• Study material
★ ★ ★ ★
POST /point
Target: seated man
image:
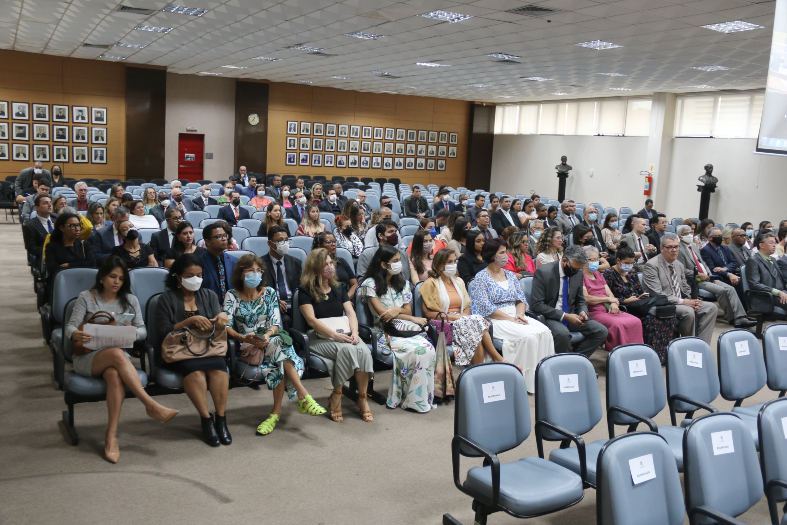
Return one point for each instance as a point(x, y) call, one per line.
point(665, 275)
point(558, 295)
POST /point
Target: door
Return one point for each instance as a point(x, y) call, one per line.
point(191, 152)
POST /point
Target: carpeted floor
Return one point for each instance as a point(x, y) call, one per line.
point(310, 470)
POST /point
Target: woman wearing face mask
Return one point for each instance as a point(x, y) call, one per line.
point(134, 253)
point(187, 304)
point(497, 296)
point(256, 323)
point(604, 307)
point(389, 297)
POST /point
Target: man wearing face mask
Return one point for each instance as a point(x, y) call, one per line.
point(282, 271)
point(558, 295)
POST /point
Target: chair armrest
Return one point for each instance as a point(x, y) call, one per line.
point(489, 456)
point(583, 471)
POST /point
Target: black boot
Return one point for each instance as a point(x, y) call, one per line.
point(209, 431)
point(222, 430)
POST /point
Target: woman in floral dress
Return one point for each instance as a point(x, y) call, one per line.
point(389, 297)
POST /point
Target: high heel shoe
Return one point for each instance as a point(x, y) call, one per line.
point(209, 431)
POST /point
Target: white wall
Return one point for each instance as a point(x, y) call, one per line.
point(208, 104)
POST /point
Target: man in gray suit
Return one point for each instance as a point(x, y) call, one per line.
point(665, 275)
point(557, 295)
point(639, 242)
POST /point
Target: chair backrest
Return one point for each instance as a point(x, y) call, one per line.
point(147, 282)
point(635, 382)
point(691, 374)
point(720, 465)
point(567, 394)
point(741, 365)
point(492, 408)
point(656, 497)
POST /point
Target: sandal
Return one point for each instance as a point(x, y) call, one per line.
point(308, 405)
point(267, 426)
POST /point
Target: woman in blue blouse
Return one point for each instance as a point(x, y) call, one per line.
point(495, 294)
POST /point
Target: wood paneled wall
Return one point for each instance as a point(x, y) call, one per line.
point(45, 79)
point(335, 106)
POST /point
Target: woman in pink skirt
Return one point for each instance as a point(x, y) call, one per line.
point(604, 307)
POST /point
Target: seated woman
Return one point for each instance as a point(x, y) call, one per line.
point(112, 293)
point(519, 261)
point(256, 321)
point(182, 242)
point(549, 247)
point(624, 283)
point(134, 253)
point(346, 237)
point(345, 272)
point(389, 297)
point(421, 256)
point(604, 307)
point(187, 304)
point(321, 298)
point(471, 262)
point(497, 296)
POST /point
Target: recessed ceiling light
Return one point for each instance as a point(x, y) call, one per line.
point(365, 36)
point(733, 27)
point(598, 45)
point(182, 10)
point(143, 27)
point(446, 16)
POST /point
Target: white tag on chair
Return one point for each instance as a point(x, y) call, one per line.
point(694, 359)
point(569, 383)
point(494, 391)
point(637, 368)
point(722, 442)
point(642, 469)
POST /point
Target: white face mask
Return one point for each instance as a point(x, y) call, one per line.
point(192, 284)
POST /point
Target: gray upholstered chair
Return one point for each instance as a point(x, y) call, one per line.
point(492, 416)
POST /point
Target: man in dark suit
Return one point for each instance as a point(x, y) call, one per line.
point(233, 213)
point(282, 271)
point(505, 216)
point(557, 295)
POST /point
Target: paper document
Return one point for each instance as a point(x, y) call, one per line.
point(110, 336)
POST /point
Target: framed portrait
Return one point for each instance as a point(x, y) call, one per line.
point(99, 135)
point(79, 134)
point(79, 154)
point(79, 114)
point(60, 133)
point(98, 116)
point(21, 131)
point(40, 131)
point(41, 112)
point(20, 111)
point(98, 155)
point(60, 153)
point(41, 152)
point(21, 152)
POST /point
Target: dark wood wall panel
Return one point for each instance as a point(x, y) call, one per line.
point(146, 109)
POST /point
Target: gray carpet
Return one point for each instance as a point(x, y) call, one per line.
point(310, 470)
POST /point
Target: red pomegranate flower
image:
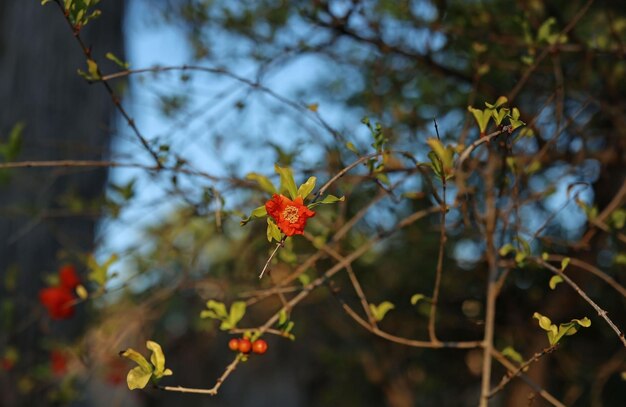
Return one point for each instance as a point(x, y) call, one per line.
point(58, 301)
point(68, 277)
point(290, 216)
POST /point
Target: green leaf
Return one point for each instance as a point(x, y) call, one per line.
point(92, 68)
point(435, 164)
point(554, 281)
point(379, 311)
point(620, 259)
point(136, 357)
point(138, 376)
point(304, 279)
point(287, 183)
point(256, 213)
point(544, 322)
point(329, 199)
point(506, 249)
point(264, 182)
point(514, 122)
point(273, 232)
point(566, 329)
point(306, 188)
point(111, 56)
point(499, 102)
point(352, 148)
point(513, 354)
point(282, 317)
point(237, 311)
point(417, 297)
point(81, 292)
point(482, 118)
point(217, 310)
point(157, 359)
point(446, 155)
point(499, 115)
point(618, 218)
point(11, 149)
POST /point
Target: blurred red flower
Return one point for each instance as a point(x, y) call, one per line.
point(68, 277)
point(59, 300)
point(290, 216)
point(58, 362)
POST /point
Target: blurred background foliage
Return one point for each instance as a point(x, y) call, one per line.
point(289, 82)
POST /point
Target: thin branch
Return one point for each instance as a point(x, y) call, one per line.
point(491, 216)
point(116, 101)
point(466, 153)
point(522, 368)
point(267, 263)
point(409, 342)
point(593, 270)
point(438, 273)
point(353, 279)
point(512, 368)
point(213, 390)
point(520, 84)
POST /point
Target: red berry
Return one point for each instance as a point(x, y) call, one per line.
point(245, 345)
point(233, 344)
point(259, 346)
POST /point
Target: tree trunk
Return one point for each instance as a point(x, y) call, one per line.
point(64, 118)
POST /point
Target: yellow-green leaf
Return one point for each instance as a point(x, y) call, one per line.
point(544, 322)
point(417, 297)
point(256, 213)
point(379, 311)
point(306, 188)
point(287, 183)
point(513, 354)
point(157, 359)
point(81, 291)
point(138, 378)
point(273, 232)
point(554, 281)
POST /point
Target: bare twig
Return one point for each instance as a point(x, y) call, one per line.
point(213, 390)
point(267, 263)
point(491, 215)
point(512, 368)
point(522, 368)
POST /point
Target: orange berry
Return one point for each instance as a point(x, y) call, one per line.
★ ★ ★ ★
• What to do
In the copy, include no pictures; restate the listing above exactly.

• Solution to the exercise
POST /point
Target: seated man
image:
Return one point for each instance as a point(x, y) call, one per line.
point(665, 275)
point(558, 295)
POST /point
Target: door
Return one point for each instance as a point(x, y) call, one per line.
point(191, 152)
POST /point
Target: carpeted floor
Return one point for each instance as a point(x, y) call, one per line.
point(310, 470)
POST /point
Target: woman wearing face mask
Return one point for each instance as a point(x, y) call, one per line.
point(134, 253)
point(187, 304)
point(497, 296)
point(256, 323)
point(604, 307)
point(389, 297)
POST /point
Target: man wearing face mask
Return one point for each instance as a point(x, y) call, one per line.
point(282, 271)
point(558, 295)
POST /point
Target: chair armrest
Return one point for each instance as a point(x, y) call, one per line.
point(489, 456)
point(583, 471)
POST /point
Target: black boot
Return one point for each instance as a point(x, y) call, one per line.
point(209, 431)
point(222, 430)
POST /point
Target: woman in floral dress
Return one point for each instance as a point(x, y) call, one per line.
point(389, 297)
POST /point
Target: high heel shoe
Return one point for each instance as a point(x, y) call, one per line.
point(209, 431)
POST /point
Target: white wall
Return one point for each instance as a point(x, y) call, one per line.
point(208, 104)
POST /point
Target: man in gray suit
Return one point for each instance as a point(x, y) call, one per line.
point(665, 275)
point(557, 295)
point(639, 242)
POST /point
Target: chair backrest
Return one point for each instance as a point(x, y) call, one per line.
point(147, 282)
point(635, 382)
point(691, 374)
point(720, 465)
point(567, 394)
point(741, 365)
point(492, 408)
point(656, 497)
POST /point
Target: sandal
Return one point for each instance as a point(x, y) call, one per line.
point(308, 405)
point(267, 426)
POST /point
Target: woman in blue blouse
Return one point for each instance as a point(x, y) call, one per line.
point(495, 294)
POST /point
Target: wood paneled wall
Return one point for each instance as a point(x, y) call, one per line.
point(45, 79)
point(335, 106)
POST /point
Target: woman in pink skirt
Return one point for each instance as a point(x, y) call, one per line.
point(604, 307)
POST /point
Target: seated woman
Return one point for each instance as a point(x, y) call, one per line.
point(112, 293)
point(519, 261)
point(256, 321)
point(182, 242)
point(549, 247)
point(624, 283)
point(134, 253)
point(346, 237)
point(345, 272)
point(389, 297)
point(421, 256)
point(604, 307)
point(187, 304)
point(321, 298)
point(471, 262)
point(497, 296)
POST /point
Target: recessed ceiling light
Return one point for each instance as a point(x, y) call, one per line.
point(365, 36)
point(733, 27)
point(598, 45)
point(182, 10)
point(143, 27)
point(446, 16)
POST /point
Target: white tag on chair
Return one point for each instance as a point(x, y) call, one per line.
point(694, 359)
point(569, 383)
point(494, 391)
point(637, 368)
point(722, 442)
point(642, 469)
POST /point
Target: white face mask
Return one point for each instance as a point(x, y) call, one per line.
point(192, 284)
POST /point
Target: gray upholstered chair
Return one point for each instance as a point(x, y) call, one per line.
point(492, 416)
POST /point
Target: man in dark suit
Return one point for each instance as a point(x, y) call, one per line.
point(233, 213)
point(282, 271)
point(505, 216)
point(557, 295)
POST /point
Target: paper document
Return one point for each instance as a point(x, y) call, one per line.
point(110, 336)
POST /point
Target: framed portrait
Return one point for each instance as a point(x, y) call, one per line.
point(99, 135)
point(79, 134)
point(79, 154)
point(79, 114)
point(60, 133)
point(98, 116)
point(21, 131)
point(40, 131)
point(41, 112)
point(20, 111)
point(98, 155)
point(60, 153)
point(41, 152)
point(21, 152)
POST /point
Target: dark wood wall panel
Return one point for each instance as a point(x, y) call, one per line.
point(146, 109)
POST /point
Target: gray carpet
Return one point for each instance as a point(x, y) call, one per line.
point(310, 470)
POST /point
Target: red pomegranate flower
image:
Return one point for each instance as a point(x, y) call, one per line.
point(58, 301)
point(68, 277)
point(290, 216)
POST /point
Target: green leaf
Return one point for each instance as a point(x, y) call, one per line.
point(92, 68)
point(435, 164)
point(554, 281)
point(379, 311)
point(620, 259)
point(136, 357)
point(138, 376)
point(304, 279)
point(287, 183)
point(256, 213)
point(544, 322)
point(329, 199)
point(506, 249)
point(264, 182)
point(514, 122)
point(273, 232)
point(566, 329)
point(306, 188)
point(111, 56)
point(499, 102)
point(352, 148)
point(513, 354)
point(282, 317)
point(237, 311)
point(417, 297)
point(81, 292)
point(482, 118)
point(217, 310)
point(157, 359)
point(446, 155)
point(499, 115)
point(618, 218)
point(11, 149)
POST /point
Target: blurred red flower
Return one point for each instance as a point(x, y) call, one per line.
point(68, 277)
point(59, 300)
point(290, 216)
point(58, 362)
POST /point
Target: blurred background foliage
Return one point for each instance as a point(x, y) call, one per line.
point(289, 82)
POST /point
Target: thin branch
Return one point for each instance as a point(x, y) call, one per line.
point(491, 216)
point(116, 101)
point(466, 153)
point(522, 368)
point(267, 263)
point(409, 342)
point(593, 270)
point(438, 273)
point(353, 279)
point(512, 368)
point(213, 390)
point(520, 84)
POST /point
Target: red berry
Return one point for each instance as a point(x, y) call, one per line.
point(245, 345)
point(233, 344)
point(259, 346)
POST /point
Target: tree trunk
Return one point for each instance as a point(x, y) call, one per line.
point(64, 118)
POST /point
Target: yellow-green leaf
Return one point for each instance as a point(x, y) call, one per line.
point(544, 322)
point(417, 297)
point(256, 213)
point(379, 311)
point(306, 188)
point(287, 183)
point(513, 354)
point(157, 359)
point(81, 291)
point(138, 378)
point(273, 232)
point(554, 281)
POST /point
Target: bare twig
Return one point for each instance as a point(x, y) call, one per line.
point(213, 390)
point(267, 263)
point(491, 215)
point(512, 368)
point(522, 368)
POST /point
Target: orange berry
Return one point for each instance as a point(x, y) call, one per line.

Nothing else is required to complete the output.